Starting at the line that contains "According to the caption, the girl's mouth" and ending at the last line, write out only those lines again, requests included. Scale every box coordinate in the answers by 1.45 and round each to a whole number, with halves rounding up.

■ DATA SUPPLIED
——————
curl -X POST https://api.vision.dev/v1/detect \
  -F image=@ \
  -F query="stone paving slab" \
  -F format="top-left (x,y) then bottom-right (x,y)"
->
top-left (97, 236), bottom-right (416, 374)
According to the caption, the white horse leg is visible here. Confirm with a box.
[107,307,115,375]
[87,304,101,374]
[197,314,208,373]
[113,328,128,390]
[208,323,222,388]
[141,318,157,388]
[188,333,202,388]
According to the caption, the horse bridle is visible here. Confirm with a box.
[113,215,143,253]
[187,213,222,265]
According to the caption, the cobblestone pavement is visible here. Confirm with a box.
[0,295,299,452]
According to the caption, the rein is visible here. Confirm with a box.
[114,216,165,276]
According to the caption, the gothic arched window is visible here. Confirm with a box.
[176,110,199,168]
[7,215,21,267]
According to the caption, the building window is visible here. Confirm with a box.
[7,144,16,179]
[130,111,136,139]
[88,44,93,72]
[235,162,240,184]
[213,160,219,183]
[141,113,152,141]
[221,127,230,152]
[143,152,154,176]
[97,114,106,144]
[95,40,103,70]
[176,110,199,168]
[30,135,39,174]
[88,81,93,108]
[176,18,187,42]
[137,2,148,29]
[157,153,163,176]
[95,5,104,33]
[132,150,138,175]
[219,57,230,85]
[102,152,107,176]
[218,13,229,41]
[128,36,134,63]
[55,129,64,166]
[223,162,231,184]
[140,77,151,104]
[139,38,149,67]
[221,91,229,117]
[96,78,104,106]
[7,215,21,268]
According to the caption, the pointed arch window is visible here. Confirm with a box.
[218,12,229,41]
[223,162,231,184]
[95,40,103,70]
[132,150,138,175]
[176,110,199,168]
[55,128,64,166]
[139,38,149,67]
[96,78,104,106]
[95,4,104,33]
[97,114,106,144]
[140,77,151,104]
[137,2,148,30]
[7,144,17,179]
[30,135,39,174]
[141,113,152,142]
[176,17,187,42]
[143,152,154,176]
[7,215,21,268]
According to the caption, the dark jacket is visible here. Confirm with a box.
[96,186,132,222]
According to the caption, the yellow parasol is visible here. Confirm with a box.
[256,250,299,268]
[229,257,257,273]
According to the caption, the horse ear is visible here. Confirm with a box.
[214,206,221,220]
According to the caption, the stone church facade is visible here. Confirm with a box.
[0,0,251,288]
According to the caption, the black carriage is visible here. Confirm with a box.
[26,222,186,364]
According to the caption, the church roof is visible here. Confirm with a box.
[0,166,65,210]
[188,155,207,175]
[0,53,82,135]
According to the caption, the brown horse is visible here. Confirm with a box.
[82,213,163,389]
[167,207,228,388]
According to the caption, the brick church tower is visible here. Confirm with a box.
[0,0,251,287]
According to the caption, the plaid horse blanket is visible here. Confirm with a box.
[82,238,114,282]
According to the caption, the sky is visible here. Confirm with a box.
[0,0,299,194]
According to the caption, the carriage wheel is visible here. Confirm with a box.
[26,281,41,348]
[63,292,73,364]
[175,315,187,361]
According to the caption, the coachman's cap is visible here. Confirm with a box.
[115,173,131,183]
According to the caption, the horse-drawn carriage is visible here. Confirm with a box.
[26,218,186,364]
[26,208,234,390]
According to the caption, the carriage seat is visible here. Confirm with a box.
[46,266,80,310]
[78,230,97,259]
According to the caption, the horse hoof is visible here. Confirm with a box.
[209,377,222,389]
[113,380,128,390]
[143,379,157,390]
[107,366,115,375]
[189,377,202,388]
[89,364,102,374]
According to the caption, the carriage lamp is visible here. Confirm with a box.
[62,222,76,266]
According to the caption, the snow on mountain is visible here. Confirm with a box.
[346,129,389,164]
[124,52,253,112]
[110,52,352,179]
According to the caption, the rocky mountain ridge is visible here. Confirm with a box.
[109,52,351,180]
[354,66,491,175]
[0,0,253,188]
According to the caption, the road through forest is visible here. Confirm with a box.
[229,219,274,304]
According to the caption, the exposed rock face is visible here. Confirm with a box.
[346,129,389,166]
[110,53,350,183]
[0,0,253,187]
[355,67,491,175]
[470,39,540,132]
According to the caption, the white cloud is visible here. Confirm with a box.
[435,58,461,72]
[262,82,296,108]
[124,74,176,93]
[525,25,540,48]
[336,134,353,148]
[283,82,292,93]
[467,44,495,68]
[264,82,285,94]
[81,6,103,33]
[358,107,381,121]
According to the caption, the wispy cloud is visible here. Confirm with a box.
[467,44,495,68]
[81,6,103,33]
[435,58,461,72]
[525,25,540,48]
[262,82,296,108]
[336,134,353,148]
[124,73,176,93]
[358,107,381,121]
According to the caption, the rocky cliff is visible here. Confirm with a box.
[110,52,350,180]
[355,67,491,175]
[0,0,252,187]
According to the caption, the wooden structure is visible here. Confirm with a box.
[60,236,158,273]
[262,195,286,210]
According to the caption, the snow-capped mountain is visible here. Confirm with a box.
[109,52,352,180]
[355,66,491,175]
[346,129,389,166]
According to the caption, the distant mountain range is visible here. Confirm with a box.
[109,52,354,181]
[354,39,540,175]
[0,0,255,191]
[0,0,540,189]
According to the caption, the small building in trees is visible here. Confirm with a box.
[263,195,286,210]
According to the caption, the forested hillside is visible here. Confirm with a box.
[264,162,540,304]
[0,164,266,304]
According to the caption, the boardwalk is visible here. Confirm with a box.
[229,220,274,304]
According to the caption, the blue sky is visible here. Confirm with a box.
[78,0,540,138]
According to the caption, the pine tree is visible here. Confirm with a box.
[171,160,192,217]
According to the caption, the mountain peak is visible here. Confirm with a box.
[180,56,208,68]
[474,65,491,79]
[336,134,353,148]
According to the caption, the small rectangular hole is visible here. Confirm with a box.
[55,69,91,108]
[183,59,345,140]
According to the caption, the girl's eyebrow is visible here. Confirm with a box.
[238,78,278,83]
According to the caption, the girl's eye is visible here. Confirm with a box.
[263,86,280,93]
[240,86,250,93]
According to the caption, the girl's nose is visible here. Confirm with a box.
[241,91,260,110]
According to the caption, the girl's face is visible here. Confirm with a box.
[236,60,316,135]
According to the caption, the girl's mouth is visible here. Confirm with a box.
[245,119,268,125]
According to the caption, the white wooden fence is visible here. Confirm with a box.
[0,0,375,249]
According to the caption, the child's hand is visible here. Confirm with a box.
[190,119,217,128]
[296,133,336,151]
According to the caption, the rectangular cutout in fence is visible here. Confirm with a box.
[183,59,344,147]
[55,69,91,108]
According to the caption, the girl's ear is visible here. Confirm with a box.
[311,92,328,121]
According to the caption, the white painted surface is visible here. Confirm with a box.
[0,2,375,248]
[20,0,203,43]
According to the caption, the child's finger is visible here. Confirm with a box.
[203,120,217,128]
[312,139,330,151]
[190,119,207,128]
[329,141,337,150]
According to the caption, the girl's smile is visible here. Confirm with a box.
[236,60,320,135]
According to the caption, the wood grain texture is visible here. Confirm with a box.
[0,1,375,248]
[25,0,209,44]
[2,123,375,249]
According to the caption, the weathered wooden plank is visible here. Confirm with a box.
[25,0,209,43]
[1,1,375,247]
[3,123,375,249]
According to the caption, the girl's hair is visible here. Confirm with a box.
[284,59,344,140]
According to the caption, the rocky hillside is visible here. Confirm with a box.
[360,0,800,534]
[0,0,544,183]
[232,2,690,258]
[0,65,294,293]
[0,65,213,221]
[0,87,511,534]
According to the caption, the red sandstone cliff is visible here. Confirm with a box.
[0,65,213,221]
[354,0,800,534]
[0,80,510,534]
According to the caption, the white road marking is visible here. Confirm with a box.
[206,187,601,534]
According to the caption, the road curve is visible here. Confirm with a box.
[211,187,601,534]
——————
■ CORRECT RESPONSE
According to the caption, the girl's mouth is visible here. Confirm with a box.
[355,173,389,181]
According to the caption, the white wooden fence is visible here. Confirm with a box.
[0,0,544,361]
According to the caption, the child's hand is visible here. Confirm with a box.
[276,173,315,186]
[429,193,487,219]
According to the caption, the rectangular cutout in fence is visible here. Confirm with a box.
[265,86,499,213]
[80,100,132,157]
According to the caption, the girl's ear is visible here. Confirm with a box.
[451,133,476,175]
According to the caption, the white painted surface is visible here. Confirm with a box.
[0,3,544,360]
[29,0,294,62]
According to the caption, the child's finger is visible here. Confirm with a box.
[294,174,315,186]
[452,202,479,219]
[276,173,300,186]
[477,204,489,218]
According to the caption, the girl's smile is visible here. Confirm with a box.
[342,87,464,196]
According to the caption, the wood grain texture is visible here. Confirm with a box.
[0,1,544,360]
[36,0,303,64]
[3,178,544,361]
According to the caption, the weathered wooden plank is visible here. Confirm with a box.
[36,0,303,62]
[1,1,544,358]
[4,178,544,361]
According to the caption, the girl's hair is visible here. Confirm with a box.
[412,86,499,203]
According to the caption, the rocky hillside is visible here. Confirm with a box.
[522,0,1160,774]
[0,0,789,265]
[336,3,1001,374]
[0,94,426,425]
[0,94,309,320]
[0,126,741,774]
According to the caption, the red sandstone cliff is visible here. Confirm with a box.
[0,94,309,320]
[513,0,1160,774]
[0,116,740,774]
According to the caption, the white road marking is visible here. Confirm with a box.
[299,271,871,774]
According to the caption, the road curve is visible here. Confirm with a box.
[306,271,871,774]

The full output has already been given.